-- Page excerpt --

↓

In this chapter, I will demonstrate some basics of the language, but you will also be initiated to some expert moves. Therefore, tongue in cheek stretching will be vital for proper pronunciation.


Let’s be honest, Asian languages are difficult to learn. But, how can I say this tactfully… Thai is the worst. One of the reasons for this of course, is they stubbornly refuse to replace their language with ours.


This is why I made this handy guide to get you up and going in a few minutes.


About the Thai language… I know very little about it, but asking the expert opinion of those who have learned it for years and claim they can speak some but are still very bad at it, say the Thai language is made up of the following:

  • ·       Tons of consonants
  • ·       Lots n lots of vowels
  • ·       A few dozens tones
  • ·       Jury still out on the clusters


Now, my sources tell me I’m might be out by a few dozens, but not by much!


Most Asian and Western languages alphabet is fixed; that is, the rules and pronunciation of the letters follow strict and predictable rules. But not so with Thai. Nay nay, there are many variables which are dependent of the following:

  • ·       Where the consonant is relative to the vowel.
  • ·       Where the vowel is relative to the tones
  • ·       Where you place the letters on the Scrabble board
  • ·       If it’s cloudy
  • ·       How many Soi dogs are barking right now
  • ·       Etc…


If this wasn’t bad enough there are 3 different kind of Thai languages. The uppity one (spoken by the uppity hill tribes), the educated one and the normal one. For the sake of brevity, we’ll stick with the uppity. Just joshin’, had you going there for a while – didn’t I?


Also, Thai is spoken with a nasal twang. Much like a country singer with a bad case of adenoids. It seems the prettier the girl, the more the noise emanate from her nose. Apparently, this is irresistible to the Thai male population. Most Farangs agree it is not unlike fingernails dragged on a chalk board.


While all these rules seem daunting, do not despair. Like many others, with time, much study, practice and dedication – you too can totally suck at it!

↑

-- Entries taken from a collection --
↓

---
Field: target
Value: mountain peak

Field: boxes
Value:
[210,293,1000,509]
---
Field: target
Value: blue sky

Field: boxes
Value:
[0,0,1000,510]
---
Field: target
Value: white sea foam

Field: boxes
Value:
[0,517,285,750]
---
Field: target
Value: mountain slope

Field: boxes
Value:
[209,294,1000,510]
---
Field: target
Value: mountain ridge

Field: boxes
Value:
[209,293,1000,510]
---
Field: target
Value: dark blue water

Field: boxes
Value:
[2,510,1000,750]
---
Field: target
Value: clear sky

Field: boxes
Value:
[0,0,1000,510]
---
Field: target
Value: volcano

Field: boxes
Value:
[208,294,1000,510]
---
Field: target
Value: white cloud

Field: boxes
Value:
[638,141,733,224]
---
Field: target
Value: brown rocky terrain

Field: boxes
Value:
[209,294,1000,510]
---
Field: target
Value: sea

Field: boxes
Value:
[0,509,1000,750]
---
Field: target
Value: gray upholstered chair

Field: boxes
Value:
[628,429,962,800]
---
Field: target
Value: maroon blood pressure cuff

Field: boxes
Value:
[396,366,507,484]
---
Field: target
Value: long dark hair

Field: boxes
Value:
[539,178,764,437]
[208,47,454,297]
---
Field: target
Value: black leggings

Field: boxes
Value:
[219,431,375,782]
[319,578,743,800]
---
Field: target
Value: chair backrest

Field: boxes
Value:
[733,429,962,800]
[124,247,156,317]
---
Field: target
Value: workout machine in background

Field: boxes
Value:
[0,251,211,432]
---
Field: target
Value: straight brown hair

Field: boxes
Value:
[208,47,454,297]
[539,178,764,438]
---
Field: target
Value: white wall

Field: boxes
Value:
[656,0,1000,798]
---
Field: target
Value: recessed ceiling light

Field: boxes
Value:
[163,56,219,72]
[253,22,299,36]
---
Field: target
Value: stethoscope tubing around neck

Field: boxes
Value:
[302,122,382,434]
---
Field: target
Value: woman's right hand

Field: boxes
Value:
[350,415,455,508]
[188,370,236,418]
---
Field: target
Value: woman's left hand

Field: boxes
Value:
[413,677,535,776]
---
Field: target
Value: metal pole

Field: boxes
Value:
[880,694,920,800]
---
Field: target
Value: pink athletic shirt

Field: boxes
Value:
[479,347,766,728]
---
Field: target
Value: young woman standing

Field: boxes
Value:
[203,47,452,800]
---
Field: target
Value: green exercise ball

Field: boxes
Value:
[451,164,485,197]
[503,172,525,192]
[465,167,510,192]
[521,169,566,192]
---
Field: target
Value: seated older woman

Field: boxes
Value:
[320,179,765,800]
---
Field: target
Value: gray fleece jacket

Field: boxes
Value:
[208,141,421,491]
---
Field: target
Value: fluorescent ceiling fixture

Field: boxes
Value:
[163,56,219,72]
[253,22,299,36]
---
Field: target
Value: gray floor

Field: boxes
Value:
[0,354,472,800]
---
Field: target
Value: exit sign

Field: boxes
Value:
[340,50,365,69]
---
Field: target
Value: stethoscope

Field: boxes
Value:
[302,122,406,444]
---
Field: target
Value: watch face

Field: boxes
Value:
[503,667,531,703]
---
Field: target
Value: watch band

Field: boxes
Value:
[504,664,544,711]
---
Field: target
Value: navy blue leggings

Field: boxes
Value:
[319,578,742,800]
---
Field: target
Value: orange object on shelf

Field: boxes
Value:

↑

-- Given task --
Please answer these questions about the excerpt on the Thai language:
(a) How many different kinds of Thai languages does it say there are?
(b) What is the nasal twang in spoken Thai compared to?
(c) In its list of what Thai is made up of, what is the jury still out on?

-- Result --
(a) Three: the uppity one, the educated one and the normal one.
(b) A country singer with a bad case of adenoids.
(c) The clusters.